** Opening INPUT DATA block **
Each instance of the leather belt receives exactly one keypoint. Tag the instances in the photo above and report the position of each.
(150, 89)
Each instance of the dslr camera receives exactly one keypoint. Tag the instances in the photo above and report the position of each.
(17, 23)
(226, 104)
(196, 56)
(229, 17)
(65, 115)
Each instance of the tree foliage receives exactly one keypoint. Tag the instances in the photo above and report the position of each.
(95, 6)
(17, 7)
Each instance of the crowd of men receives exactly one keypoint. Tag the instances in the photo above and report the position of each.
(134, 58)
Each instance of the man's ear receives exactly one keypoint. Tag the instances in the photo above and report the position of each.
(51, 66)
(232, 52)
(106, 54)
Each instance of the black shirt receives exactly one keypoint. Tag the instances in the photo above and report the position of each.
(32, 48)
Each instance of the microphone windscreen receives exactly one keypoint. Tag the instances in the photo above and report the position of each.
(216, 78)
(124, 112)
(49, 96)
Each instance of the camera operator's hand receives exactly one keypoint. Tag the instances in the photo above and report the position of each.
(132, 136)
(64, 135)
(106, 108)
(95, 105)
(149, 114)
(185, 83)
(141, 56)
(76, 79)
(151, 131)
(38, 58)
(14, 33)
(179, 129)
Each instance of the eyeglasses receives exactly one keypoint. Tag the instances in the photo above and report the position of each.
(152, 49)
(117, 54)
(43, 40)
** Closing INPUT DATA block **
WHAT IS BEING ASKED
Reproduce the material exactly, from the first line to the last.

RESULT
Each instance of the leather belt receives exactly one keypoint. Tag the instances in the photo above and report the position of each.
(150, 89)
Each instance of the dslr camera receives exactly one keypoint. Tag the instances in the photo above and report the position of each.
(17, 23)
(226, 104)
(196, 56)
(229, 17)
(65, 115)
Each instance of the tree foliage receives exactly one keypoint. Tag the instances in the photo above and report the position of each.
(95, 6)
(17, 7)
Each instance of the crowd of men receives exactly one keypoint. Tag the instances in the photo above and report the position of each.
(134, 58)
Each instance of the man's ear receives exactly one keypoint. Tag the instances in the photo above and report the position of each.
(51, 66)
(232, 52)
(106, 54)
Each instance of the black shirt receives exactly one keypoint. Tag the instances in the photo above and report the position of each.
(32, 48)
Each instance of the microphone windscreen receives exactly one keypoint. Tag the instances in the photo above and report the position of each.
(216, 78)
(124, 112)
(49, 96)
Each instance of the camera operator's hand receives exactly one keypoint. Tag the instances in the photo above and report the position of each.
(132, 136)
(64, 135)
(106, 108)
(95, 105)
(149, 114)
(185, 83)
(141, 56)
(76, 79)
(151, 131)
(38, 58)
(14, 33)
(179, 129)
Each instance of the eyeglasses receives exactly one keypoint. Tag the instances in the photo above and report the position of each.
(152, 49)
(117, 54)
(43, 40)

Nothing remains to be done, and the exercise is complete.